== Work instructions ==
Reproduce every line of the records below, keeping the wording unchanged and multiplying each x and y coordinate by 2.55, rounded to whole numbers with halves rounded up. Leave the pictures out.

━━━━━ Dataset entries

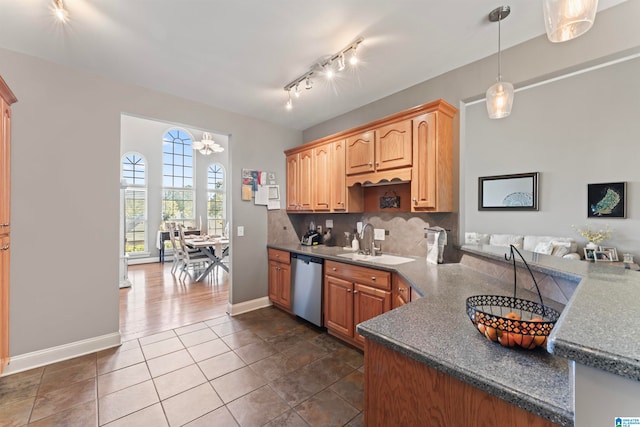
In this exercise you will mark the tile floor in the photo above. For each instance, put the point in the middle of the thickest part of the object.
(263, 368)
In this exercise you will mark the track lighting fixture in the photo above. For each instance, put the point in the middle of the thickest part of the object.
(329, 67)
(59, 11)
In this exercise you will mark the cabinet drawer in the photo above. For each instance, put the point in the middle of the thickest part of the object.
(280, 256)
(357, 274)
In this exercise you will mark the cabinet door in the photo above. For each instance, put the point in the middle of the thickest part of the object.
(394, 146)
(338, 182)
(322, 177)
(424, 172)
(305, 197)
(284, 290)
(5, 167)
(338, 303)
(293, 162)
(4, 300)
(368, 303)
(360, 153)
(400, 292)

━━━━━━━━━━

== Exercise output ==
In this exercise you will mark the tile floor in the photo above. For each instance, put the point in the middle of the thickest part of the object.
(671, 938)
In this exercise you will mark the track lighting fixture in the photo above. For each instance, put the point in the middle of the thickest part of the object.
(839, 171)
(150, 28)
In this exercise you will mark the cabinet drawer in the photo above. For each instance, put the point in the middle of the thickest part of the object.
(714, 653)
(910, 699)
In this exercise you will mark the cabinet door in the photo above. For each instance, put the point in the middle of the thickest part of the object.
(1005, 372)
(862, 464)
(821, 451)
(1081, 439)
(778, 502)
(724, 740)
(13, 426)
(862, 773)
(747, 413)
(10, 765)
(938, 773)
(918, 390)
(1020, 745)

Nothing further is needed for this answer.